--- begin Material provided ---

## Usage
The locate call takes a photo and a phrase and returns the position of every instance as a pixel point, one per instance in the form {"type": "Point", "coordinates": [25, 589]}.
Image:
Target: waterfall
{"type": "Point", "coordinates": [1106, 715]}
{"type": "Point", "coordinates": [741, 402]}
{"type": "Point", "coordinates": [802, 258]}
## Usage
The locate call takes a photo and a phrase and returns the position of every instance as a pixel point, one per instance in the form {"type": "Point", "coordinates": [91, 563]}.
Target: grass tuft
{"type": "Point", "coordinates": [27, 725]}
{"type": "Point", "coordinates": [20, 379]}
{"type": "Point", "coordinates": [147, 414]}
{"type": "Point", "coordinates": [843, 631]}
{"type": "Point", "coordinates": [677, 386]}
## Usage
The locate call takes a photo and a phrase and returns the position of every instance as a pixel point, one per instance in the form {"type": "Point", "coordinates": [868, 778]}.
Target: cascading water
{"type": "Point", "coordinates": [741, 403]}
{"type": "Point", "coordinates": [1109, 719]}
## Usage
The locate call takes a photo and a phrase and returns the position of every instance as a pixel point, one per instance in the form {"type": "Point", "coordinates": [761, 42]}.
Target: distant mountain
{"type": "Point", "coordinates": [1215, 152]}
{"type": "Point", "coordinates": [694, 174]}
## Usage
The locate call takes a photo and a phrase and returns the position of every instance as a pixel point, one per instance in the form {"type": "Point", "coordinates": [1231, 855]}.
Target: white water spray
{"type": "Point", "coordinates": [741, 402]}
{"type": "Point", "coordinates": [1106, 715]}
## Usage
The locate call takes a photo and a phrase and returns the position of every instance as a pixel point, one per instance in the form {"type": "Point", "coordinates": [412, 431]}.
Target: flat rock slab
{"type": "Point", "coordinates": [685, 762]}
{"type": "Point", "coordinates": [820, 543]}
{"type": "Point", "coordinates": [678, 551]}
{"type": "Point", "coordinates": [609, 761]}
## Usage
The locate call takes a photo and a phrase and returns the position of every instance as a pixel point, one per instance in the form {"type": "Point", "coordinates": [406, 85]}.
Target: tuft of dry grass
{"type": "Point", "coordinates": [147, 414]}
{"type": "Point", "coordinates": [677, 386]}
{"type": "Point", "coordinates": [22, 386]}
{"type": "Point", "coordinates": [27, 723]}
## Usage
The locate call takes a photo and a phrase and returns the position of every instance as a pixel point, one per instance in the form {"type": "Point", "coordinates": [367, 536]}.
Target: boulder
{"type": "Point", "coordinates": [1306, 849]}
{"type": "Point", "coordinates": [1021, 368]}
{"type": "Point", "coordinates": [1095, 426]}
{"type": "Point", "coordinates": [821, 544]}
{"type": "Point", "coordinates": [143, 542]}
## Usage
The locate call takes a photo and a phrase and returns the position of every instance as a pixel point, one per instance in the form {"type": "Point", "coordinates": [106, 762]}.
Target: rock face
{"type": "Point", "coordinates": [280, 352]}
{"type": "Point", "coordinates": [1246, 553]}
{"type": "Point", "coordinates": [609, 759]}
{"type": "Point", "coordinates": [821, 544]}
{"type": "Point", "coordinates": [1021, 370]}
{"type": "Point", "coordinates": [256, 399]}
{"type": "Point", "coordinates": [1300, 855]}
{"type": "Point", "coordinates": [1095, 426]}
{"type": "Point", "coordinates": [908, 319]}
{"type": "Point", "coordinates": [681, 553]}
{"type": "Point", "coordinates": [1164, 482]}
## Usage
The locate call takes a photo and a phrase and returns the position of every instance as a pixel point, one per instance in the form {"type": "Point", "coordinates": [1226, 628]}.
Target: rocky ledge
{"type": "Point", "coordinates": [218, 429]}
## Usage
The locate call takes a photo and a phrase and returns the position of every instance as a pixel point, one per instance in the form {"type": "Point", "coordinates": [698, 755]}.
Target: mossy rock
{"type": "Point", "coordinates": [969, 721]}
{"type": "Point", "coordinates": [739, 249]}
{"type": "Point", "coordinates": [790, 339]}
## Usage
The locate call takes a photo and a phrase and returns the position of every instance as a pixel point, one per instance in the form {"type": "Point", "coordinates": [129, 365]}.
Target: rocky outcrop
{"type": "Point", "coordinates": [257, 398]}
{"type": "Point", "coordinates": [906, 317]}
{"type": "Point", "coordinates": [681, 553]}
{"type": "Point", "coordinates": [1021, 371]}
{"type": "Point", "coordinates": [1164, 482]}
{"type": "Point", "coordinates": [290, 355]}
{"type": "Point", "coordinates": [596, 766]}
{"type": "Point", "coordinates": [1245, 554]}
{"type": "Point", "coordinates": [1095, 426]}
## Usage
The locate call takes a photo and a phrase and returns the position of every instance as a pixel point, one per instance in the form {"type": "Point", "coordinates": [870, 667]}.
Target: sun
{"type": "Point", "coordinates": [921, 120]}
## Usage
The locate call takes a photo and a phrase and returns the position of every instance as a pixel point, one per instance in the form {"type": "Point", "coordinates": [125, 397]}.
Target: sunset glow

--- end Material provided ---

Your task is to transcribe the material exactly.

Output below →
## Usage
The locate call takes a photo and a phrase and returns the position of every instance as a pixel point, one per instance in the form {"type": "Point", "coordinates": [25, 589]}.
Image:
Target: waterfall
{"type": "Point", "coordinates": [1106, 715]}
{"type": "Point", "coordinates": [741, 402]}
{"type": "Point", "coordinates": [802, 258]}
## Usage
The locate call takes a photo and a phrase and returns the position of every instance as a pixel point, one per instance in the form {"type": "Point", "coordinates": [91, 563]}.
Target: grass tuft
{"type": "Point", "coordinates": [27, 725]}
{"type": "Point", "coordinates": [20, 379]}
{"type": "Point", "coordinates": [147, 414]}
{"type": "Point", "coordinates": [843, 631]}
{"type": "Point", "coordinates": [677, 386]}
## Usage
The locate call takes a photo and a phrase and returns the position of every instance as a pixel point, one per instance in the form {"type": "Point", "coordinates": [868, 778]}.
Target: cascading water
{"type": "Point", "coordinates": [741, 403]}
{"type": "Point", "coordinates": [1109, 719]}
## Usage
The locate call takes a photo and a phrase and returns the position of every instance as a pixel point, one per instance in the form {"type": "Point", "coordinates": [761, 42]}.
Target: distant mountain
{"type": "Point", "coordinates": [1215, 152]}
{"type": "Point", "coordinates": [694, 174]}
## Usage
The locate call takes a photo and a phrase and returns the position of every instance as a pixel point, one per instance in the form {"type": "Point", "coordinates": [1231, 855]}.
Target: white water spray
{"type": "Point", "coordinates": [741, 402]}
{"type": "Point", "coordinates": [1106, 715]}
## Usage
The locate call takes a photo and a phrase and returns the position of every instance as a pixel point, one per instance in the form {"type": "Point", "coordinates": [412, 431]}.
Target: flat rock slab
{"type": "Point", "coordinates": [685, 762]}
{"type": "Point", "coordinates": [820, 543]}
{"type": "Point", "coordinates": [678, 551]}
{"type": "Point", "coordinates": [609, 761]}
## Usage
The locate call takes a photo and a phrase and returns the position of every instance as a pixel point, one per instance in the form {"type": "Point", "coordinates": [406, 85]}.
Target: tuft of dry grass
{"type": "Point", "coordinates": [147, 414]}
{"type": "Point", "coordinates": [677, 386]}
{"type": "Point", "coordinates": [22, 386]}
{"type": "Point", "coordinates": [27, 723]}
## Usage
The locate call takes a photo and a phrase and returns the position of every instance as a pixel point, one per instance in the form {"type": "Point", "coordinates": [367, 536]}.
Target: boulder
{"type": "Point", "coordinates": [1306, 849]}
{"type": "Point", "coordinates": [1021, 368]}
{"type": "Point", "coordinates": [1095, 426]}
{"type": "Point", "coordinates": [821, 544]}
{"type": "Point", "coordinates": [143, 542]}
## Usage
The locate call takes a photo and a phrase and returns the position of every instance as a pixel point, one per instance in the form {"type": "Point", "coordinates": [106, 762]}.
Target: rock face
{"type": "Point", "coordinates": [280, 352]}
{"type": "Point", "coordinates": [1246, 553]}
{"type": "Point", "coordinates": [609, 759]}
{"type": "Point", "coordinates": [821, 544]}
{"type": "Point", "coordinates": [1021, 370]}
{"type": "Point", "coordinates": [256, 399]}
{"type": "Point", "coordinates": [1300, 855]}
{"type": "Point", "coordinates": [1095, 426]}
{"type": "Point", "coordinates": [908, 319]}
{"type": "Point", "coordinates": [681, 553]}
{"type": "Point", "coordinates": [1164, 482]}
## Usage
The locate call takes a photo and a phrase and returns the position of every instance as a pixel point, one per instance in the form {"type": "Point", "coordinates": [1226, 628]}.
Target: rocky ledge
{"type": "Point", "coordinates": [218, 429]}
## Usage
The locate call takes a photo and a phrase and returns the position of every instance as a pixel point, one per instance in the form {"type": "Point", "coordinates": [698, 755]}.
Target: mossy rock
{"type": "Point", "coordinates": [969, 721]}
{"type": "Point", "coordinates": [739, 249]}
{"type": "Point", "coordinates": [790, 339]}
## Usage
The locate call takes a photo and a phrase and returns the position of every instance as a pixel point, one per instance in the form {"type": "Point", "coordinates": [129, 365]}.
Target: rocky outcrop
{"type": "Point", "coordinates": [257, 398]}
{"type": "Point", "coordinates": [906, 317]}
{"type": "Point", "coordinates": [681, 553]}
{"type": "Point", "coordinates": [1021, 371]}
{"type": "Point", "coordinates": [1164, 482]}
{"type": "Point", "coordinates": [290, 355]}
{"type": "Point", "coordinates": [596, 766]}
{"type": "Point", "coordinates": [1245, 554]}
{"type": "Point", "coordinates": [1095, 426]}
## Usage
The locate call takes a photo and a phrase and returns the position of every instance as a pixel point, one per instance in the form {"type": "Point", "coordinates": [870, 667]}.
Target: sun
{"type": "Point", "coordinates": [921, 120]}
## Usage
The locate call takes a photo and a phrase and returns the position of every instance as a pixel point, one per instance in the form {"type": "Point", "coordinates": [125, 397]}.
Target: sunset glow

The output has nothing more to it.